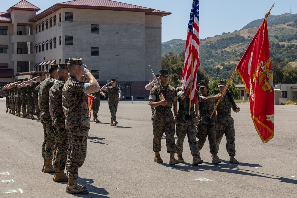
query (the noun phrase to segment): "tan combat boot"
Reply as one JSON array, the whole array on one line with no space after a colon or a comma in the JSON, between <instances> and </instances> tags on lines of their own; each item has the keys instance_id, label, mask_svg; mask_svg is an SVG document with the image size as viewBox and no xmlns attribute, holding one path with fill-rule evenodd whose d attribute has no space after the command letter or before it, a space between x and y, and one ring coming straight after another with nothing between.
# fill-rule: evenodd
<instances>
[{"instance_id":1,"label":"tan combat boot","mask_svg":"<svg viewBox=\"0 0 297 198\"><path fill-rule=\"evenodd\" d=\"M157 163L162 164L163 163L163 161L161 159L161 157L160 156L160 153L159 152L155 152L155 158L154 161Z\"/></svg>"},{"instance_id":2,"label":"tan combat boot","mask_svg":"<svg viewBox=\"0 0 297 198\"><path fill-rule=\"evenodd\" d=\"M233 164L239 163L239 162L235 159L234 158L234 156L230 156L230 160L229 160L229 162L230 163L233 163Z\"/></svg>"},{"instance_id":3,"label":"tan combat boot","mask_svg":"<svg viewBox=\"0 0 297 198\"><path fill-rule=\"evenodd\" d=\"M56 170L55 171L54 178L53 179L54 181L68 182L68 178L66 174L62 170Z\"/></svg>"},{"instance_id":4,"label":"tan combat boot","mask_svg":"<svg viewBox=\"0 0 297 198\"><path fill-rule=\"evenodd\" d=\"M183 154L181 153L177 153L177 157L176 159L178 161L178 162L180 163L184 163L185 161L183 158Z\"/></svg>"},{"instance_id":5,"label":"tan combat boot","mask_svg":"<svg viewBox=\"0 0 297 198\"><path fill-rule=\"evenodd\" d=\"M177 160L174 158L174 152L170 152L170 159L169 161L169 165L170 166L173 166L177 164L178 162L178 161Z\"/></svg>"},{"instance_id":6,"label":"tan combat boot","mask_svg":"<svg viewBox=\"0 0 297 198\"><path fill-rule=\"evenodd\" d=\"M76 183L76 180L69 179L68 180L68 183L66 187L66 192L67 193L73 193L84 194L89 193L89 191L86 189L84 189L81 186L83 186Z\"/></svg>"},{"instance_id":7,"label":"tan combat boot","mask_svg":"<svg viewBox=\"0 0 297 198\"><path fill-rule=\"evenodd\" d=\"M218 156L217 154L212 153L212 161L211 162L211 164L217 164L221 163L221 160L218 159L217 157Z\"/></svg>"},{"instance_id":8,"label":"tan combat boot","mask_svg":"<svg viewBox=\"0 0 297 198\"><path fill-rule=\"evenodd\" d=\"M118 124L118 122L116 121L116 119L114 119L113 121L113 125L115 126Z\"/></svg>"},{"instance_id":9,"label":"tan combat boot","mask_svg":"<svg viewBox=\"0 0 297 198\"><path fill-rule=\"evenodd\" d=\"M196 166L203 163L203 160L201 159L200 155L193 155L193 163L192 163L192 165L193 166Z\"/></svg>"},{"instance_id":10,"label":"tan combat boot","mask_svg":"<svg viewBox=\"0 0 297 198\"><path fill-rule=\"evenodd\" d=\"M43 172L46 173L55 172L55 170L53 167L53 163L52 159L45 159L45 165L43 168Z\"/></svg>"}]
</instances>

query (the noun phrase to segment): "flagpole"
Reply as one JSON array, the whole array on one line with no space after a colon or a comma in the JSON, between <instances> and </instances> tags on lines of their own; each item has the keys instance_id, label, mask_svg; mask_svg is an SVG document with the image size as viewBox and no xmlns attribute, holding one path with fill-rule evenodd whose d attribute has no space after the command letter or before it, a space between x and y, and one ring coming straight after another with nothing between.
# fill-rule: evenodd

**OBJECTIVE**
Print the whole listing above once more, word for word, without its pictures.

**EXPECTED OUTPUT**
query (the noun phrase to segment): "tan combat boot"
Reply as one JSON array, the whole array on one line with no space after a colon or a comma in the JSON, between <instances> and </instances> tags on lines of their own; each item has the keys instance_id, label, mask_svg; mask_svg is an SVG document with the image size as viewBox and no xmlns attribute, holding one path with fill-rule evenodd whose d attribute has no space after the command letter or before it, a space between x and y, and one ring coming straight after another with nothing between.
# fill-rule: evenodd
<instances>
[{"instance_id":1,"label":"tan combat boot","mask_svg":"<svg viewBox=\"0 0 297 198\"><path fill-rule=\"evenodd\" d=\"M157 163L162 164L163 163L163 161L161 159L161 157L160 156L160 153L159 152L155 152L155 158L154 161Z\"/></svg>"},{"instance_id":2,"label":"tan combat boot","mask_svg":"<svg viewBox=\"0 0 297 198\"><path fill-rule=\"evenodd\" d=\"M233 164L239 163L239 162L235 159L234 158L234 156L230 156L230 160L229 160L229 162L230 163L233 163Z\"/></svg>"},{"instance_id":3,"label":"tan combat boot","mask_svg":"<svg viewBox=\"0 0 297 198\"><path fill-rule=\"evenodd\" d=\"M56 170L55 171L54 178L53 179L54 181L68 182L68 178L66 174L62 170Z\"/></svg>"},{"instance_id":4,"label":"tan combat boot","mask_svg":"<svg viewBox=\"0 0 297 198\"><path fill-rule=\"evenodd\" d=\"M183 154L181 153L177 153L177 157L176 159L178 161L178 162L180 163L184 163L185 161L183 158Z\"/></svg>"},{"instance_id":5,"label":"tan combat boot","mask_svg":"<svg viewBox=\"0 0 297 198\"><path fill-rule=\"evenodd\" d=\"M177 160L174 158L174 152L170 152L170 159L169 161L169 165L170 166L173 166L177 164L178 162L178 161Z\"/></svg>"},{"instance_id":6,"label":"tan combat boot","mask_svg":"<svg viewBox=\"0 0 297 198\"><path fill-rule=\"evenodd\" d=\"M76 183L76 180L69 179L68 180L68 183L66 187L66 192L67 193L73 193L84 194L89 193L89 191L86 189L84 189L81 186L83 186Z\"/></svg>"},{"instance_id":7,"label":"tan combat boot","mask_svg":"<svg viewBox=\"0 0 297 198\"><path fill-rule=\"evenodd\" d=\"M218 156L217 154L212 153L212 161L211 162L211 164L217 164L221 163L221 160L218 159L217 157Z\"/></svg>"},{"instance_id":8,"label":"tan combat boot","mask_svg":"<svg viewBox=\"0 0 297 198\"><path fill-rule=\"evenodd\" d=\"M118 124L118 122L116 121L116 119L114 119L113 121L113 125L115 126Z\"/></svg>"},{"instance_id":9,"label":"tan combat boot","mask_svg":"<svg viewBox=\"0 0 297 198\"><path fill-rule=\"evenodd\" d=\"M196 166L203 163L203 160L201 159L200 155L193 155L193 163L192 163L192 165L193 166Z\"/></svg>"},{"instance_id":10,"label":"tan combat boot","mask_svg":"<svg viewBox=\"0 0 297 198\"><path fill-rule=\"evenodd\" d=\"M43 172L46 173L55 172L55 170L53 167L53 163L52 159L45 159L45 165L43 168Z\"/></svg>"}]
</instances>

query (the noun phrase to segment): "flagpole"
Reply as one JSON array, the whole array on one line with no space after a colon or a comma in the JSON, between <instances> and </instances> tags on lines of their own; each item has the keys instance_id, label, mask_svg; mask_svg is an SVG document with the image size as viewBox and no xmlns attribute, holding one path with fill-rule evenodd whose d attribute has no space after the command letter or before it, a space between x and y, and one ring coming straight after another with nothing between.
# fill-rule: evenodd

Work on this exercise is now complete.